**Given task:** Copy every one of the following records word for word, without changing anything.

**Material:**

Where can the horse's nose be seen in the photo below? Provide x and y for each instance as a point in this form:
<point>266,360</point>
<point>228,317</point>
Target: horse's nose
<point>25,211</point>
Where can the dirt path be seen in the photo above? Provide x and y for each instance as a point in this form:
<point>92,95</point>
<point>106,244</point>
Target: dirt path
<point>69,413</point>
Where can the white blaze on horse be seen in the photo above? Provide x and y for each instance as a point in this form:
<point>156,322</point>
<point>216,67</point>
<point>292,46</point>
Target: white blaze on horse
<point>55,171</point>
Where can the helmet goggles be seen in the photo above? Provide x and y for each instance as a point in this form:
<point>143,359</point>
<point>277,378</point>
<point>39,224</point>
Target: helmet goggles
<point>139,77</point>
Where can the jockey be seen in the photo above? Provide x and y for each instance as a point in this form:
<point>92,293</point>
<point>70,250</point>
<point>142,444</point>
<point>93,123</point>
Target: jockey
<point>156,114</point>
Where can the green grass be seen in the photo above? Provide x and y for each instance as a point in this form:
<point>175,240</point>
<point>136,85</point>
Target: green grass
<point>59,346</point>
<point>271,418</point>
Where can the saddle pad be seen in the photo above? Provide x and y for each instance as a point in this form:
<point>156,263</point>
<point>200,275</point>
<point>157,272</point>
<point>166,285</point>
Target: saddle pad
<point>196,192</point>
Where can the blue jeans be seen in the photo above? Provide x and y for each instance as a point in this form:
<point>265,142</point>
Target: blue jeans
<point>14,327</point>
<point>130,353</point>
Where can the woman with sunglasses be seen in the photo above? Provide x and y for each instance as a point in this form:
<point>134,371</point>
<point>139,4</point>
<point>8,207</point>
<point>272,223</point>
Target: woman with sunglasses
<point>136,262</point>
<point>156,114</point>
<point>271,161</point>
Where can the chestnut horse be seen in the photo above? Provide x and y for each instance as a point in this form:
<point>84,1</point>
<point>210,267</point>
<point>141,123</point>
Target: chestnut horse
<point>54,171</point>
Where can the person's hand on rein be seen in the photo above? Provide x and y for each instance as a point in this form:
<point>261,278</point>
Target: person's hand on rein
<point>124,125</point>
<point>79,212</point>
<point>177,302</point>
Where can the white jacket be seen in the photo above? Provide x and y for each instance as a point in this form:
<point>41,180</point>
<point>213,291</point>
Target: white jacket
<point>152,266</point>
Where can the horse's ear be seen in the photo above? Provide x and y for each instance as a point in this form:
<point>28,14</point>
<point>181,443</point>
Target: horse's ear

**Final result:**
Where can the horse's nose be seen in the photo below? Provide x and y for each instance as a point in this form:
<point>266,360</point>
<point>228,317</point>
Target: horse's nose
<point>25,211</point>
Where can the dirt path be seen in the photo above? Provide x and y for each instance as a point in this form:
<point>92,95</point>
<point>106,244</point>
Target: dirt path
<point>69,413</point>
Where can the white blaze on horse be seen in the photo above? Provide x and y for each instance as a point in this form:
<point>156,322</point>
<point>216,67</point>
<point>292,46</point>
Target: white blaze on horse
<point>55,171</point>
Where can the helmet goggles be seen in the photo above? Provide x and y for each instance as a point in this form:
<point>143,359</point>
<point>277,378</point>
<point>39,224</point>
Target: helmet goggles
<point>139,77</point>
Where can the jockey be seen in the photo above? Provide x and y for each instance as a point in this form:
<point>92,293</point>
<point>70,250</point>
<point>142,444</point>
<point>93,123</point>
Target: jockey
<point>156,114</point>
Where can the green grass be seen in the photo above? Provide x and y for each instance as a point in this form:
<point>175,240</point>
<point>136,85</point>
Target: green grass
<point>59,346</point>
<point>271,418</point>
Where can the saddle pad be seen in the photo above? Provide x and y for each instance as a point in this form:
<point>156,263</point>
<point>200,275</point>
<point>157,272</point>
<point>166,285</point>
Target: saddle pad
<point>196,192</point>
Where can the blue jeans be seen in the photo above? Provide x and y for each instance as a point in this form:
<point>265,142</point>
Target: blue jeans
<point>14,327</point>
<point>130,353</point>
Where can the woman with sunglasses be seen in the photo above? Provide x and y for each instance as a point in this form:
<point>134,371</point>
<point>139,4</point>
<point>8,207</point>
<point>272,223</point>
Target: woman with sunglasses
<point>136,262</point>
<point>156,114</point>
<point>271,161</point>
Where can the chestnut horse be seen in the photo above? Provide x and y for each instance as a point in this form:
<point>84,1</point>
<point>210,267</point>
<point>141,123</point>
Target: chestnut horse
<point>54,171</point>
Where can the person's hand on rein be seen in the photo above? Provide x and y for each instance as a point in this form:
<point>261,278</point>
Target: person's hand on rein
<point>124,125</point>
<point>79,212</point>
<point>177,302</point>
Where can the white jacket be seen in the photo above? Provide x and y for each instance as a point in this form:
<point>41,180</point>
<point>213,291</point>
Target: white jacket
<point>152,266</point>
Where can the horse's ear be seen in the photo above? Provide x and y for each instance as a point in this form:
<point>28,14</point>
<point>181,443</point>
Target: horse's ear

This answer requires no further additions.